Your task:
Transcribe every one of the records below word for word, keeping each line as it stands.

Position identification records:
[start]

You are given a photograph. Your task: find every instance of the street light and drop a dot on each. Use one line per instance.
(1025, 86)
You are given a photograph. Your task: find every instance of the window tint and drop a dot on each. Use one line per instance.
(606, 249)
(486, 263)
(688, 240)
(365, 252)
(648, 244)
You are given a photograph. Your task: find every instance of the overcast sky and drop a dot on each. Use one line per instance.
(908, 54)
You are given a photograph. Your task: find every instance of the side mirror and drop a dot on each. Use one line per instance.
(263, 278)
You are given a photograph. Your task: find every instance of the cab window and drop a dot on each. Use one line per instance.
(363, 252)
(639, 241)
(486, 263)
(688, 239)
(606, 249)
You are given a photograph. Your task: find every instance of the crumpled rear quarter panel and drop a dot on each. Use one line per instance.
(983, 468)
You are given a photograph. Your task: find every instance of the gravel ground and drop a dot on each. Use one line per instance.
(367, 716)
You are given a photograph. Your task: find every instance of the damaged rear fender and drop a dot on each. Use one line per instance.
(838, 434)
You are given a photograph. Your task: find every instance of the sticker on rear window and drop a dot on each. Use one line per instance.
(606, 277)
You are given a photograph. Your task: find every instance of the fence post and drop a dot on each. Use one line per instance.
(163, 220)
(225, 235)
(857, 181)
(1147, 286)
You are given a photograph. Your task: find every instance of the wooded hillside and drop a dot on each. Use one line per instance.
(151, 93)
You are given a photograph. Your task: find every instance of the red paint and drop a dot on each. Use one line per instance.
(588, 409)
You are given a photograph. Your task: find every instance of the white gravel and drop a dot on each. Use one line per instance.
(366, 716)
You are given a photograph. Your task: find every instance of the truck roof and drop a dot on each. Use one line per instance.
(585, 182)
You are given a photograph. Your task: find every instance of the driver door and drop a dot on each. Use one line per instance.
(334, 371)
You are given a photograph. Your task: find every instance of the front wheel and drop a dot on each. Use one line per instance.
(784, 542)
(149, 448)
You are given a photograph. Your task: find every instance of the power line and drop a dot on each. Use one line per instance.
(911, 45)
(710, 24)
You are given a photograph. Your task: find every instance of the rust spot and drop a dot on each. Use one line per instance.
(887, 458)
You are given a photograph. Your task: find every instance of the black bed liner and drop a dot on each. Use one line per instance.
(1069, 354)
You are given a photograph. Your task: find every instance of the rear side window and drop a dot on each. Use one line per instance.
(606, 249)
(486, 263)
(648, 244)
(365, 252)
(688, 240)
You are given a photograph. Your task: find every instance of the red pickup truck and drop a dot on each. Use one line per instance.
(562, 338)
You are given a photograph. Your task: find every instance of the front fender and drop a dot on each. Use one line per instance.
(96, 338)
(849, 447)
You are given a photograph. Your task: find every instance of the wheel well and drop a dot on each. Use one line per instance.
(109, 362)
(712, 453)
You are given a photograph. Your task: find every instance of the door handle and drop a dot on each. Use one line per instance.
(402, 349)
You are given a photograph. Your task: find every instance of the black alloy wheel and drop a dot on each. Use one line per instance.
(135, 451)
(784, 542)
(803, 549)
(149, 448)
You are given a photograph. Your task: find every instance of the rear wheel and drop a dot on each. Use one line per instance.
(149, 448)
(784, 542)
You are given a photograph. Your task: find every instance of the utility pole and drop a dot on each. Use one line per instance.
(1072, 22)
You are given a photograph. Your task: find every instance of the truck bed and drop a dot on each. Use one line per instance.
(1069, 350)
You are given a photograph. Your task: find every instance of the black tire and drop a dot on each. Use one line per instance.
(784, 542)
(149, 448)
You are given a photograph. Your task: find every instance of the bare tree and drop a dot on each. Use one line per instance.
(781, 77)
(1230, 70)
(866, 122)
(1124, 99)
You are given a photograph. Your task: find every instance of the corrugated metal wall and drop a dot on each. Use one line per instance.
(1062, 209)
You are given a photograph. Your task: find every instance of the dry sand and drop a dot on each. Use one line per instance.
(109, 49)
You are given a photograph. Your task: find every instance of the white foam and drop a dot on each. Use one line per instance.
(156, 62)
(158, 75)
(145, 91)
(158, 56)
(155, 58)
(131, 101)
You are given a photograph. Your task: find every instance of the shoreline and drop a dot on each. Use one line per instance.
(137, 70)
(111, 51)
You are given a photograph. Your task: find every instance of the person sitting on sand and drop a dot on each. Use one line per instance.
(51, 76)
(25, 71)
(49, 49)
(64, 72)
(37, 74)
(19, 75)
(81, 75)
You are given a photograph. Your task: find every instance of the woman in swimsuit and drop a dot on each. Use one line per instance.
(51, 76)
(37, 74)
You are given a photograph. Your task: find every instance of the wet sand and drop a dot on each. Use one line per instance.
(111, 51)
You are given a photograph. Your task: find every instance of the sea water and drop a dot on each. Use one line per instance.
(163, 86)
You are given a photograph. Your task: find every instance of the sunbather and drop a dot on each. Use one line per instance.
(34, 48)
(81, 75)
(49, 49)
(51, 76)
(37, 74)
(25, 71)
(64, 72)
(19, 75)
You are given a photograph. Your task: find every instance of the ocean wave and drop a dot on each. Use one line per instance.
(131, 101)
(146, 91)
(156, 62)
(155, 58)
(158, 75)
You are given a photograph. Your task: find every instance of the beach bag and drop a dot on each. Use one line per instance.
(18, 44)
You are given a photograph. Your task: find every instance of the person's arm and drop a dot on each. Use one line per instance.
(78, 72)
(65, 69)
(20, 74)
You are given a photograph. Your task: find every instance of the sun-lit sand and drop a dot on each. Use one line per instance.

[end]

Solution for this task:
You are given a photograph. Your task: find every instance of the street light and drop a dot on each. Use one line per instance.
(1025, 86)
You are given a photograph. Your task: find every instance of the window tint and drop a dot on each. Use one line per instance.
(606, 249)
(486, 263)
(688, 240)
(365, 252)
(648, 244)
You are given a photograph. Your task: find every instance of the overcast sky and drop a dot on each. Use one line per instance.
(908, 54)
You are given a photograph. Your task: find every instance of the side mirror and drop a dot on each. Use one line per instance.
(263, 278)
You are given a photograph. Your task: find every instance of the cab window and drop a dot on each. Use one line per instance.
(363, 252)
(639, 241)
(486, 263)
(688, 239)
(606, 249)
You are given a photograph. Your task: find every instance of the crumpled rear quarter panel and drop a dot on each. Use one line per instance.
(983, 468)
You are given a photograph. Your task: find every instance of the gravel ground and drop a dot on each. Use one line per instance.
(367, 716)
You are given a photograph. Your task: find every instance of the damaged rear fender and drop a dot on each. Use one line per instance.
(838, 434)
You are given a photograph. Your task: find every instance of the sticker on rear window and drop a dot on each. Use one line per instance.
(606, 277)
You are given a photograph. Your task: find every instance of the fence post and drop a dot on each. Use one line per instance.
(163, 220)
(225, 235)
(857, 181)
(1147, 286)
You are given a photograph. Your task: find every instance of the wooded hillside and drop a dot on each. Use one line per instance.
(151, 93)
You are given a photograph. Your task: find every instance of the red paint and drop a dot on each. Use one line per instance.
(588, 409)
You are given a photograph. Your task: find every instance of the white gravel and drop a dot on each. Use one line per instance.
(366, 716)
You are given a photograph. Your task: find every instance of the truck roof and drop a dot on each. Use one line per instance.
(585, 182)
You are given a photograph. Your task: find every instance of the driver door and drop a dot on each. Use one line per instance.
(334, 371)
You are given a photograph. Your task: find every instance of the front wheel and drop a dot on each. Use one line per instance.
(784, 542)
(149, 448)
You are given a photograph. Your task: find every instance of the power line and drop a dot on each. Use one line per instance.
(911, 45)
(710, 24)
You are given a photograph. Your task: find every instance of the rust spot and drop a dot on each. Use one line per instance.
(887, 458)
You are given a photograph. Your task: find every instance of the black bed liner and drop a dot on each. Use one line per instance.
(1069, 354)
You are given a photograph. Your task: find every instance of the rear side window and drop a dot on each. Use one line per instance.
(606, 249)
(486, 263)
(648, 244)
(365, 252)
(688, 240)
You are given a photograph. Your task: find every instance of the red pickup truck and drop a dot on each. Use one line per instance.
(562, 338)
You are given a photograph. Your task: find every instance of the front fender and drop a dot on each. Use one line per instance.
(96, 338)
(849, 447)
You are given a photograph. Your task: find every instance of the wheel well and drop a dot on each. Use one line per instance.
(109, 362)
(712, 453)
You are given a photograph. Your task: find every instance of the door handle and drop a dot on each. Use one line per instance.
(402, 349)
You are given a photograph. Your task: find every instance of the black alloy wheel and drop a dot on each. Use one line per instance.
(135, 451)
(784, 542)
(803, 549)
(149, 448)
You are given a photograph. Your task: find every instance of the rear wheel and drop a dot on each. Use one line per instance.
(149, 448)
(784, 542)
You are given a photograph. Your task: find every instance of the utility pole and drop a dot on each. Use one line per instance.
(1072, 22)
You are given a photograph. Your task: find every instance of the truck bed and drop a dot on each. Use one line per instance.
(1069, 350)
You are given a photograph. Your task: find every instance of the black tire and drop a dot on each. Use one line per instance.
(784, 542)
(149, 448)
You are given a photograph. Your task: find every instance of the bare tree and drop a dot on each. Use one line per instance.
(781, 77)
(1230, 70)
(866, 122)
(1124, 99)
You are given a photograph. Your task: find every instance of the corrugated metal wall and drop a dot on each. Use one line per instance.
(1062, 209)
You are given a photograph. Your task: find every instance of the dry sand and drop a dot on each. Use one line per instance.
(109, 49)
You are given a photograph. Your task: find every instance of the white foam and drop a dot on each. Use one line per instance.
(156, 62)
(158, 75)
(145, 91)
(158, 56)
(155, 58)
(131, 101)
You are given a photograph. Your task: find every instance of the shoreline and drop a dot on each. Use one line per instance.
(137, 70)
(111, 51)
You are given a photograph. Your task: find every instance of the person sitting on sand and drop a dot on each. Use one line per instance.
(51, 76)
(25, 71)
(49, 49)
(64, 72)
(37, 74)
(19, 75)
(81, 75)
You are given a photograph. Your task: find every instance of the woman in swimsuit and drop a dot on each. Use one line per instance.
(51, 76)
(37, 74)
You are given a photograph. Your task: find every instance of the wet sand and drop a dot on each. Use one line per instance.
(111, 51)
You are given a photograph. Your task: find every instance of the sea water and drop a dot on each. Use one line per instance.
(163, 86)
You are given a photograph. Your task: find every instance of the sunbather and drop a dot on each. Use one line per instance.
(34, 48)
(81, 75)
(49, 49)
(51, 76)
(37, 74)
(25, 71)
(64, 72)
(19, 75)
You are given a photograph. Your task: find every instance of the ocean wave and drop a dot on each. Use one line per instance.
(131, 101)
(146, 91)
(156, 62)
(155, 58)
(158, 75)
You are given a photograph. Your task: find every instance of the beach bag and drop a dot on each. Use one line per instance.
(18, 44)
You are given a photograph. Your task: find every instance of the person's arm and drop a dot on each. Use one line per instance.
(78, 72)
(65, 69)
(20, 74)
You are given a photograph. Your task: find every instance of the sun-lit sand and drop a dot on each. Use one line per instance.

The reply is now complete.